(Pointing records for named objects)
= = =

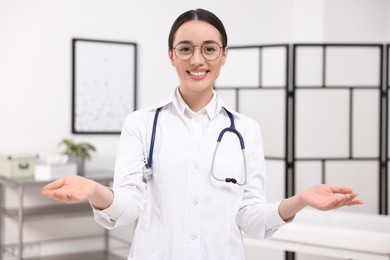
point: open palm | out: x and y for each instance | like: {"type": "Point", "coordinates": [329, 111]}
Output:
{"type": "Point", "coordinates": [71, 189]}
{"type": "Point", "coordinates": [327, 197]}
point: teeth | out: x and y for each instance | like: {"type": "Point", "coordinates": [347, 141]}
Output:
{"type": "Point", "coordinates": [197, 73]}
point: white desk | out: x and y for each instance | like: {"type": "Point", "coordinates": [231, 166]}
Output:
{"type": "Point", "coordinates": [334, 234]}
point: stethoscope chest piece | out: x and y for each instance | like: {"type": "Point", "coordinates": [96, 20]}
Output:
{"type": "Point", "coordinates": [147, 173]}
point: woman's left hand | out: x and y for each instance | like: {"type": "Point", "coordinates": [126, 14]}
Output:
{"type": "Point", "coordinates": [327, 197]}
{"type": "Point", "coordinates": [322, 197]}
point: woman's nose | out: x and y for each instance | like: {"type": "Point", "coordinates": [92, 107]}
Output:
{"type": "Point", "coordinates": [197, 58]}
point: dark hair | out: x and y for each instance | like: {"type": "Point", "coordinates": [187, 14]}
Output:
{"type": "Point", "coordinates": [198, 15]}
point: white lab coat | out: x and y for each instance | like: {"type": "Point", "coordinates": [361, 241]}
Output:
{"type": "Point", "coordinates": [183, 213]}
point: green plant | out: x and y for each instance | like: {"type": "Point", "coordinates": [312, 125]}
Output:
{"type": "Point", "coordinates": [77, 149]}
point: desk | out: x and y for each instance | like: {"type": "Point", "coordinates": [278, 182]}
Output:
{"type": "Point", "coordinates": [21, 214]}
{"type": "Point", "coordinates": [345, 235]}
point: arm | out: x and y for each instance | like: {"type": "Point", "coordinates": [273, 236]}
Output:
{"type": "Point", "coordinates": [322, 197]}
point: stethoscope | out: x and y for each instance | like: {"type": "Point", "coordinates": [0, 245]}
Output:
{"type": "Point", "coordinates": [147, 169]}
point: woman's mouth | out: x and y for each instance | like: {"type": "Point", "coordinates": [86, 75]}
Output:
{"type": "Point", "coordinates": [197, 75]}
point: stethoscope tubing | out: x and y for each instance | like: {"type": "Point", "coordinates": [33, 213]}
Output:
{"type": "Point", "coordinates": [147, 170]}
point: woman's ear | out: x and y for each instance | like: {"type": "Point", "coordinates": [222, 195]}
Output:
{"type": "Point", "coordinates": [170, 55]}
{"type": "Point", "coordinates": [224, 55]}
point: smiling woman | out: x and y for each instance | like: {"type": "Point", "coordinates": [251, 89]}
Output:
{"type": "Point", "coordinates": [188, 205]}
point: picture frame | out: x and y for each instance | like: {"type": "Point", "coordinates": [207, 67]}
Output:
{"type": "Point", "coordinates": [104, 85]}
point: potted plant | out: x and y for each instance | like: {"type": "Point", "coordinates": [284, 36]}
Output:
{"type": "Point", "coordinates": [78, 153]}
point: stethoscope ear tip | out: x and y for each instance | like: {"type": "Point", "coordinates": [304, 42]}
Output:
{"type": "Point", "coordinates": [232, 180]}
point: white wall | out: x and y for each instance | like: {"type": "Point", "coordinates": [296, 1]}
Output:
{"type": "Point", "coordinates": [35, 52]}
{"type": "Point", "coordinates": [35, 63]}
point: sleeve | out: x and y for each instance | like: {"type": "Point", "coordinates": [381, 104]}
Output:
{"type": "Point", "coordinates": [257, 217]}
{"type": "Point", "coordinates": [128, 187]}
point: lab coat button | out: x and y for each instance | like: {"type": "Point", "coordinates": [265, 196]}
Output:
{"type": "Point", "coordinates": [197, 166]}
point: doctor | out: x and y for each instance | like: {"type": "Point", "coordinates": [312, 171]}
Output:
{"type": "Point", "coordinates": [190, 201]}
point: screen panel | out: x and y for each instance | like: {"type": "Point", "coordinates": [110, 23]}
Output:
{"type": "Point", "coordinates": [353, 66]}
{"type": "Point", "coordinates": [322, 123]}
{"type": "Point", "coordinates": [275, 179]}
{"type": "Point", "coordinates": [365, 129]}
{"type": "Point", "coordinates": [267, 107]}
{"type": "Point", "coordinates": [273, 66]}
{"type": "Point", "coordinates": [309, 66]}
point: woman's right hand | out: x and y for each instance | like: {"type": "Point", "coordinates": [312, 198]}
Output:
{"type": "Point", "coordinates": [70, 189]}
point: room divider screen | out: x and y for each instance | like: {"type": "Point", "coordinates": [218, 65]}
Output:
{"type": "Point", "coordinates": [323, 110]}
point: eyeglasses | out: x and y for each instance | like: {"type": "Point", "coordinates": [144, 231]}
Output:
{"type": "Point", "coordinates": [210, 51]}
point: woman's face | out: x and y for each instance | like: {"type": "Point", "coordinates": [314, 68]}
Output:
{"type": "Point", "coordinates": [197, 74]}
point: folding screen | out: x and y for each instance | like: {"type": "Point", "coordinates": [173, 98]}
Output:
{"type": "Point", "coordinates": [337, 118]}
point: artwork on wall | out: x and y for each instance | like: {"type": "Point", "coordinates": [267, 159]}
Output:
{"type": "Point", "coordinates": [103, 85]}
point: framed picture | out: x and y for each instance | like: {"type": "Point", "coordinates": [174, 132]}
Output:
{"type": "Point", "coordinates": [103, 85]}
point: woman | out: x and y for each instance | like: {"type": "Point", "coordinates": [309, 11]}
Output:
{"type": "Point", "coordinates": [186, 209]}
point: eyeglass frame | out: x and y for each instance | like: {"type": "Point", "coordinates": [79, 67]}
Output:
{"type": "Point", "coordinates": [194, 46]}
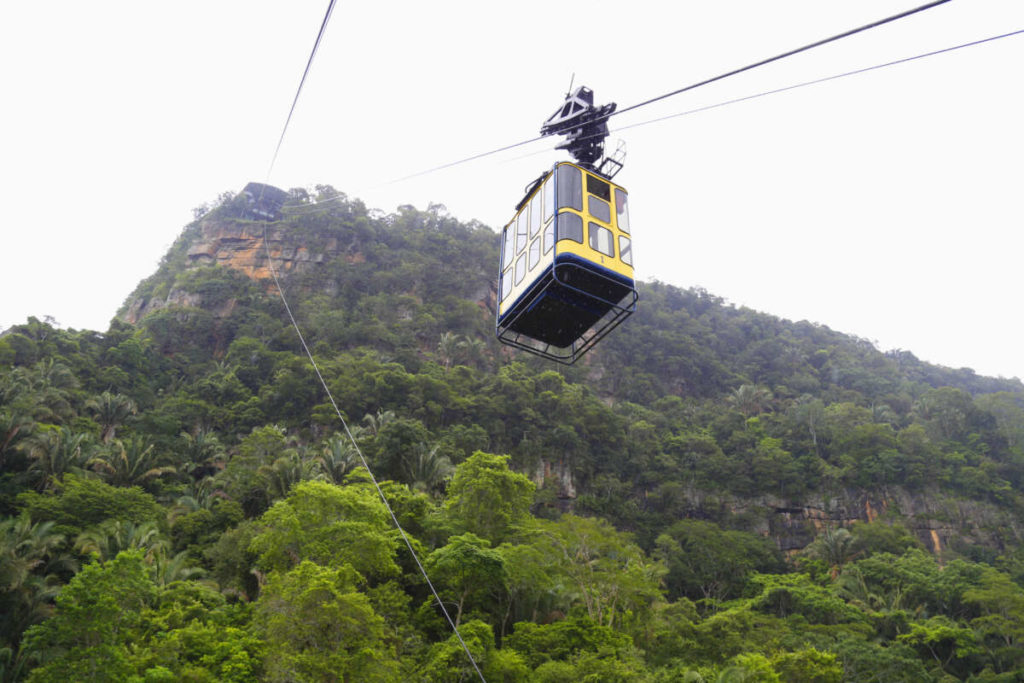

= = =

### What this task involves
Count the lines in the listing above that contain the string "coat", treating case as significant, and give only the number.

### Result below
2